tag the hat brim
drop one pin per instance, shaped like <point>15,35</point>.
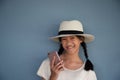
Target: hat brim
<point>88,37</point>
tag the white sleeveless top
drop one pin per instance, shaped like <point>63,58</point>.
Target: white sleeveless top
<point>66,74</point>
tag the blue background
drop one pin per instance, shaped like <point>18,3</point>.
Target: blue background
<point>26,25</point>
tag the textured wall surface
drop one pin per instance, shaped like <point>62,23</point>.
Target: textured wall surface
<point>26,25</point>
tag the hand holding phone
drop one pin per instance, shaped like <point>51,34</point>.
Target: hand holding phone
<point>53,54</point>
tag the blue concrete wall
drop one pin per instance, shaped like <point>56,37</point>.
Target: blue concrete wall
<point>26,25</point>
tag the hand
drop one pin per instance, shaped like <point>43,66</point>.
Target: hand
<point>55,69</point>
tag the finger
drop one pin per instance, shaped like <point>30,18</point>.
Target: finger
<point>52,62</point>
<point>59,65</point>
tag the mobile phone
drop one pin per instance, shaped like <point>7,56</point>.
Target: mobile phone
<point>51,56</point>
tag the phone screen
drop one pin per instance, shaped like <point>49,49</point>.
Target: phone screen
<point>51,56</point>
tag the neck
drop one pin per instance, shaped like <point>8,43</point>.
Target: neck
<point>71,57</point>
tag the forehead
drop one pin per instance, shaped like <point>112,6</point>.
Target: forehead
<point>68,36</point>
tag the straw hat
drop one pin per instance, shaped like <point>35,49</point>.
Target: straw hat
<point>70,28</point>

****************

### WHAT IS EXPECTED:
Swap every "pin" in all the items above for "marker" and give the items again with nothing else changed. Leave the pictures out.

### RESULT OF THE TASK:
tag the hat brim
drop one marker per instance, shaped like <point>15,35</point>.
Target: hat brim
<point>88,37</point>
tag the white sleeveless top
drop one marker per instance, shaped like <point>63,58</point>.
Target: white sleeveless top
<point>66,74</point>
tag the blue background
drop one marker per instance, shaped like <point>18,3</point>.
Target: blue background
<point>26,25</point>
tag the textured wall surface
drop one marker per instance, shaped like <point>62,23</point>.
Target: textured wall surface
<point>26,25</point>
tag the hand holding phone
drop one marker per instance, shaped like <point>51,34</point>.
Target: hand holding phone
<point>53,54</point>
tag the blue concrete wall
drop one marker per instance, shaped like <point>56,37</point>.
Target: blue concrete wall
<point>26,25</point>
tag the hand
drop one marker per instance, shaped like <point>43,66</point>.
Target: hand
<point>55,69</point>
tag the finger
drop one marker per instance, shaped like <point>30,18</point>.
Target: finger
<point>52,62</point>
<point>59,65</point>
tag the mobile phone
drop one marker per instance, shaped like <point>7,56</point>.
Target: mobile phone
<point>51,56</point>
tag the phone screen
drop one marker per instance, shaped like <point>49,49</point>.
Target: phone screen
<point>51,56</point>
tag the neck
drop one marker per instance, shaped like <point>8,43</point>.
Target: neck
<point>71,57</point>
tag the forehead
drop one marker per instance, shaped like <point>112,6</point>.
Target: forehead
<point>68,36</point>
tag the straw hat
drop one marker per instance, shaped like <point>35,49</point>.
Target: straw hat
<point>70,28</point>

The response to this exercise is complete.